::: DATA PROVIDED :::

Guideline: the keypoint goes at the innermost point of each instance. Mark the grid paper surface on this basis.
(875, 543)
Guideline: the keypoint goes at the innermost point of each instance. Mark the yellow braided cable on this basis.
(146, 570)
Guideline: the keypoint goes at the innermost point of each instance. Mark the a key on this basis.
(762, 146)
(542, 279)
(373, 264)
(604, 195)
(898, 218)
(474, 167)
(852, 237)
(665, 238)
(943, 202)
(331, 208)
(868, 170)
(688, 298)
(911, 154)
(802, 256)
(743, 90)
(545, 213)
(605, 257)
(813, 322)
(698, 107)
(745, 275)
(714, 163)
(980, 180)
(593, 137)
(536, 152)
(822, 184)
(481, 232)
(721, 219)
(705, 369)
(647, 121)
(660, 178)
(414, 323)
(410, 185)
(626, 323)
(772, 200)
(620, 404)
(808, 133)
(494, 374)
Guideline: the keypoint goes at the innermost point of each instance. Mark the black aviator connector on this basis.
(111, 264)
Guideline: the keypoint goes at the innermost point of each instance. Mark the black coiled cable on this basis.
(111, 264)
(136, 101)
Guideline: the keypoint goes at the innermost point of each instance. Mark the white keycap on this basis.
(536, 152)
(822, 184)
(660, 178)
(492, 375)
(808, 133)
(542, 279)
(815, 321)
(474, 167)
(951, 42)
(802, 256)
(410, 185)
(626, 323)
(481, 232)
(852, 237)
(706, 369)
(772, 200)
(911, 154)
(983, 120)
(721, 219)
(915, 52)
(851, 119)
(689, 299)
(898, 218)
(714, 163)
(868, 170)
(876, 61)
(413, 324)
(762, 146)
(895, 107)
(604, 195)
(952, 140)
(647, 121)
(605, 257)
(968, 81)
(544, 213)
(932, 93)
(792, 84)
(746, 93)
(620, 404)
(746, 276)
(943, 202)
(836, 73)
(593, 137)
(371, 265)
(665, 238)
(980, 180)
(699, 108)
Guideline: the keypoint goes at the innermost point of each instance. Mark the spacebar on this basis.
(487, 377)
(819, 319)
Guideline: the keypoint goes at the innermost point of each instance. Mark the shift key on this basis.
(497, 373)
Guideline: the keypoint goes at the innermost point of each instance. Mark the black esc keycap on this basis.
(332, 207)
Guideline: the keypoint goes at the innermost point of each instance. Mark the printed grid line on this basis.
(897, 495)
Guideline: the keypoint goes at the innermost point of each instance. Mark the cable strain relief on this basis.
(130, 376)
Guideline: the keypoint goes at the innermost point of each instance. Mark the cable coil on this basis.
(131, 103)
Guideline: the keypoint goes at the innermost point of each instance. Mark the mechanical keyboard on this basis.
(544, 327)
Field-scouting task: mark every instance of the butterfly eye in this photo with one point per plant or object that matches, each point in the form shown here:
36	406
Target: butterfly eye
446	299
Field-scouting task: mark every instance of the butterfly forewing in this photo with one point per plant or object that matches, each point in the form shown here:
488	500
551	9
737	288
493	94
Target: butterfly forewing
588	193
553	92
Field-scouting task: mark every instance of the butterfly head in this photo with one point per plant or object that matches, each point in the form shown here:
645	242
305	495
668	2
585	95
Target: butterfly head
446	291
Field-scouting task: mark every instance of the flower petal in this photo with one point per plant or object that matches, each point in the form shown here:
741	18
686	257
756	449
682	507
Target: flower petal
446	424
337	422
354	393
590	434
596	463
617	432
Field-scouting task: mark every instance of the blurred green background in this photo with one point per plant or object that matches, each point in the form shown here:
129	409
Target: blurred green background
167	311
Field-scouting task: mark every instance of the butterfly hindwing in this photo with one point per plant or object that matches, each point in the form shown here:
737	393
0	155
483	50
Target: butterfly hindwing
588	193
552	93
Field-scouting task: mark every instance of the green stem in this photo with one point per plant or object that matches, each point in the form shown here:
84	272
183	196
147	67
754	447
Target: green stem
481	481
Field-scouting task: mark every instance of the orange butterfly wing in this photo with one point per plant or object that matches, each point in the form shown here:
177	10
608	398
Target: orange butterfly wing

:::

* AIM OF THE EXERCISE
The lines to return are those in the entries above that include "orange".

* ANSWER SECTION
Field-scouting task: mark every instance of the orange butterfly wing in this photo with one point per plant or object that matches, each point in the form shown here:
Target: orange butterfly wing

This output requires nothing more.